### [What to produce]
Return the records below from the line containing "In the picture above, where can the sandal" onward, exactly, through and including the last line.
### Data records
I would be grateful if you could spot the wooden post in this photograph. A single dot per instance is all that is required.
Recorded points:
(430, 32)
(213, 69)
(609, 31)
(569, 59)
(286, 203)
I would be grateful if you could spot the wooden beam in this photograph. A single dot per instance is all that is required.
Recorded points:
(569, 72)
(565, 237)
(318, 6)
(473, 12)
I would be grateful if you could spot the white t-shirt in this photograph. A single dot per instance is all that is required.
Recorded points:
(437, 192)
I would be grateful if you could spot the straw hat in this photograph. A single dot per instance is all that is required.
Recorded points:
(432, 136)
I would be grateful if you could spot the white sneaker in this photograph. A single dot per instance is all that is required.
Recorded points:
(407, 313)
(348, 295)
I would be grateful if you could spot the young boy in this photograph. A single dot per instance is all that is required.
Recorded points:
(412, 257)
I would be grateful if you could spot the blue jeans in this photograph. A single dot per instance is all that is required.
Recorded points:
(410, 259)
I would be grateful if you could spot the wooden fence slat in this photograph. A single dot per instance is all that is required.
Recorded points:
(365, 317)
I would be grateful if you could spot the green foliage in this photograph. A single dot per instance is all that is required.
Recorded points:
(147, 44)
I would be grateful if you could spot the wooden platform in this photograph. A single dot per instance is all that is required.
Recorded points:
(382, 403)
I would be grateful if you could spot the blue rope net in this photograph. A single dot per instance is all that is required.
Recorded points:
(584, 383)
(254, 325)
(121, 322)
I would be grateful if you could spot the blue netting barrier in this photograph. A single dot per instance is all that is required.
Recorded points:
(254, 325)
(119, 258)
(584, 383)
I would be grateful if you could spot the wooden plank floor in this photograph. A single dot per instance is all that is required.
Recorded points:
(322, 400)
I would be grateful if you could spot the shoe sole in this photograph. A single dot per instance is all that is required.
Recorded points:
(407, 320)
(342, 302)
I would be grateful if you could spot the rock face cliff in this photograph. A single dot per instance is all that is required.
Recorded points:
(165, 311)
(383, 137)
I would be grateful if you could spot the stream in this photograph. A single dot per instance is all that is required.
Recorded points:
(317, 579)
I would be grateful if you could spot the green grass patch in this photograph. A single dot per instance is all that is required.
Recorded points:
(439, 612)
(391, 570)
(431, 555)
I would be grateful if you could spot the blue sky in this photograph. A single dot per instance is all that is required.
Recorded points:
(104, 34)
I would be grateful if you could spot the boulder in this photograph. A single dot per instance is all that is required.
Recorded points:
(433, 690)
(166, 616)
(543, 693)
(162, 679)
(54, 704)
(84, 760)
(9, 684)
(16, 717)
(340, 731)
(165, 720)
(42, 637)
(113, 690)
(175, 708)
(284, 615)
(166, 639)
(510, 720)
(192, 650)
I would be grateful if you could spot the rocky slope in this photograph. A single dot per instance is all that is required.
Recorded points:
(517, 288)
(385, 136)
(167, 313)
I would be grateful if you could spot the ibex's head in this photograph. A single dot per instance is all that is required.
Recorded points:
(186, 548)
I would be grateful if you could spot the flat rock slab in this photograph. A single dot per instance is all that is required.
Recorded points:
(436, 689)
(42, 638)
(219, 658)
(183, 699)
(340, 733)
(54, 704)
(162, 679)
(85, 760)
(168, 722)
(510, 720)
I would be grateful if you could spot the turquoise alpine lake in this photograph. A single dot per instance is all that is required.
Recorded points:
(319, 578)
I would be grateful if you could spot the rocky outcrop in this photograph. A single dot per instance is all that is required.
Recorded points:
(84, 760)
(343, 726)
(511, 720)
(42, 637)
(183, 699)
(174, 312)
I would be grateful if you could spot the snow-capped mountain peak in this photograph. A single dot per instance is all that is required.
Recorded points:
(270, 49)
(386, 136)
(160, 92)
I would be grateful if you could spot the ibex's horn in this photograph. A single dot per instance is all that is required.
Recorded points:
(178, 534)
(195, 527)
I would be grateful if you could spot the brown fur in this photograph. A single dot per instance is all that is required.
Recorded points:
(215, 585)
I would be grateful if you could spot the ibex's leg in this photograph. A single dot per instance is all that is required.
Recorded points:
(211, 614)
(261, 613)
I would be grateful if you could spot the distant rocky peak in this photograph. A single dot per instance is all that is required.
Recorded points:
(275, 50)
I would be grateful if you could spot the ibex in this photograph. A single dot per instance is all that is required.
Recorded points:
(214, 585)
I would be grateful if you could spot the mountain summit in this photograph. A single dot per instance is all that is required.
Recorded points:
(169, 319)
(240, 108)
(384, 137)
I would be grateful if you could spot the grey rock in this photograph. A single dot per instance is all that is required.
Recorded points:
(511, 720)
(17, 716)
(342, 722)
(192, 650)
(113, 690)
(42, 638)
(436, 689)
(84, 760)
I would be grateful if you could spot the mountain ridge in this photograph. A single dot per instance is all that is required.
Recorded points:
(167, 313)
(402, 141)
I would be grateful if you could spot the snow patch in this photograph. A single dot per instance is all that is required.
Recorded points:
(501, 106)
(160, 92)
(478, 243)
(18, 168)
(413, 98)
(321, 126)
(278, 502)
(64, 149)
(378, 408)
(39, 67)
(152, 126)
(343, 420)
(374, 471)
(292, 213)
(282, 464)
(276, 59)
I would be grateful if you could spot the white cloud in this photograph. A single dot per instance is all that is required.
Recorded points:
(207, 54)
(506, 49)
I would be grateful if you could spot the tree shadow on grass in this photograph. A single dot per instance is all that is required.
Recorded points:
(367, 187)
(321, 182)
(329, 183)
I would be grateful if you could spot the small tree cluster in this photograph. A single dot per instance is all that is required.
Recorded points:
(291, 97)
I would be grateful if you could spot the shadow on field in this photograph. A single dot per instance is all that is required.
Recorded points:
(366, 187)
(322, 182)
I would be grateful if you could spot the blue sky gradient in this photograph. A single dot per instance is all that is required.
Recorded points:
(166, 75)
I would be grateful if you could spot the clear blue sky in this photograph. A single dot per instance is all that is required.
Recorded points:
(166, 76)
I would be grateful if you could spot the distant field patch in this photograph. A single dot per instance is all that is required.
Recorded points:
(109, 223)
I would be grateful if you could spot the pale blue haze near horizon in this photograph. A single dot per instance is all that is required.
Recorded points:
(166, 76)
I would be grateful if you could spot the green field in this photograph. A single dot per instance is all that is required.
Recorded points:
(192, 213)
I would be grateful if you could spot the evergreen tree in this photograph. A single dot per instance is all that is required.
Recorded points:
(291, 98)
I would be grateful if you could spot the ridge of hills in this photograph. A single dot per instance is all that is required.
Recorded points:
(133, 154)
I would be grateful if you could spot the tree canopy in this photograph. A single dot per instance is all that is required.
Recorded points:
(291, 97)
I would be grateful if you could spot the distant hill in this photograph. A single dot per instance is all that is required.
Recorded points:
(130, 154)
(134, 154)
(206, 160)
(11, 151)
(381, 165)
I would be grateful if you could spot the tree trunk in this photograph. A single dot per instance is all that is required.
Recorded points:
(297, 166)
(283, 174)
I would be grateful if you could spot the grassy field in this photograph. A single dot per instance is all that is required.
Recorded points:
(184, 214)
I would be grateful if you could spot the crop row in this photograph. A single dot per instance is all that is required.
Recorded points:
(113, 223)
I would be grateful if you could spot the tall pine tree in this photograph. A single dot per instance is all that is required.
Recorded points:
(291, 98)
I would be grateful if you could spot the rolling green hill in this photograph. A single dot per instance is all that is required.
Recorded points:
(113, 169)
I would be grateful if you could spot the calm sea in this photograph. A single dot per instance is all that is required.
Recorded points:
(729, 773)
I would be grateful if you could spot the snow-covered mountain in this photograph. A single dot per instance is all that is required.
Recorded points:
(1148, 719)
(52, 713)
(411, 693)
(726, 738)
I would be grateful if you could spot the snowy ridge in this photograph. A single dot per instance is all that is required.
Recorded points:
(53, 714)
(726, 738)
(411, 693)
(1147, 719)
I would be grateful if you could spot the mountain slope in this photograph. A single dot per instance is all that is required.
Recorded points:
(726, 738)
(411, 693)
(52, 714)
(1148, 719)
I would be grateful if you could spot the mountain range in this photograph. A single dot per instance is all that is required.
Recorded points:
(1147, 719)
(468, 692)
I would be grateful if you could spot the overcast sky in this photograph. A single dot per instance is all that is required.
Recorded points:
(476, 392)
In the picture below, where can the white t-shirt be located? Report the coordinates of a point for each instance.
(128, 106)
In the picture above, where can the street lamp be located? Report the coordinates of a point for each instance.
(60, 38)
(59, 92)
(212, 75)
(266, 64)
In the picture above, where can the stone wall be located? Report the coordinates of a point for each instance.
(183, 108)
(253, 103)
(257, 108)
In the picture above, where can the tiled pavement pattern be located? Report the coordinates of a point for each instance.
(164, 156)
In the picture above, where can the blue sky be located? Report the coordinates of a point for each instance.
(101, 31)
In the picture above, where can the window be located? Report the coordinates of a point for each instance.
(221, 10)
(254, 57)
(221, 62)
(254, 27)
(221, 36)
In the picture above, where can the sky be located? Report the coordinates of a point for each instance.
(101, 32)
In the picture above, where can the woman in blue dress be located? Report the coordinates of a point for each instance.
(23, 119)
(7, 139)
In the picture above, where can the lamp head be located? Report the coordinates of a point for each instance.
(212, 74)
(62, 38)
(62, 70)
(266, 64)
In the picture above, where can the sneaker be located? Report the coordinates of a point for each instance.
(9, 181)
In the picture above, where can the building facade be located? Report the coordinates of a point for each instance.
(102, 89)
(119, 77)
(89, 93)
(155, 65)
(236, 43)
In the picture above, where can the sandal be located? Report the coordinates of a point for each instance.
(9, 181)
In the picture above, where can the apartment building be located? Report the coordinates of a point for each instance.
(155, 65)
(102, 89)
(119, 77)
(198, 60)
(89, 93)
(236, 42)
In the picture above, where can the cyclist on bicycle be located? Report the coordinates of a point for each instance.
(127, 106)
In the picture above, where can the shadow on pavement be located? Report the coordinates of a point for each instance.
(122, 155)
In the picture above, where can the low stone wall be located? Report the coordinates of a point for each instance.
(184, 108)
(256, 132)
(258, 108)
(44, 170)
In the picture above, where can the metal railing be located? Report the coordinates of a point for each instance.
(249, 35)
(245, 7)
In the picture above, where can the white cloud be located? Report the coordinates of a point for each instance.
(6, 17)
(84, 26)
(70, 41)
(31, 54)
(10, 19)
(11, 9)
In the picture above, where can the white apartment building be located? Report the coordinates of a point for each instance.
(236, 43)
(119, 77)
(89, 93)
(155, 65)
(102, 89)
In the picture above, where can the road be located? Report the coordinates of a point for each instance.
######
### [Result for this exercise]
In the picture above, where can the sandal be located? Report the coordinates of a point for each instance.
(9, 181)
In the picture above, where can the apartment building be located? Report the coordinates of a point for each instance.
(155, 65)
(102, 89)
(119, 77)
(198, 60)
(89, 93)
(236, 42)
In the picture above, where can the cyclist on bicycle be located? Report the coordinates of a point for each instance.
(127, 106)
In the picture above, where can the shadow on pavement be located? Report the coordinates of a point for each instance.
(122, 155)
In the picture above, where can the low stone wall be located? Report the coordinates of a point for each instance.
(184, 108)
(256, 132)
(258, 108)
(44, 170)
In the picture above, where can the metal railing be located? Report the coordinates of a point for each instance.
(249, 35)
(245, 7)
In the picture above, where can the white cloud be located? Report the coordinates of a point for each instance.
(6, 17)
(84, 26)
(70, 41)
(31, 54)
(10, 19)
(11, 9)
In the picture above, where can the white apartment building be located? Report the coordinates of a point for each instance.
(236, 43)
(119, 77)
(89, 93)
(155, 65)
(102, 89)
In the picture above, where can the road be located? Report the coordinates of a point for each instance.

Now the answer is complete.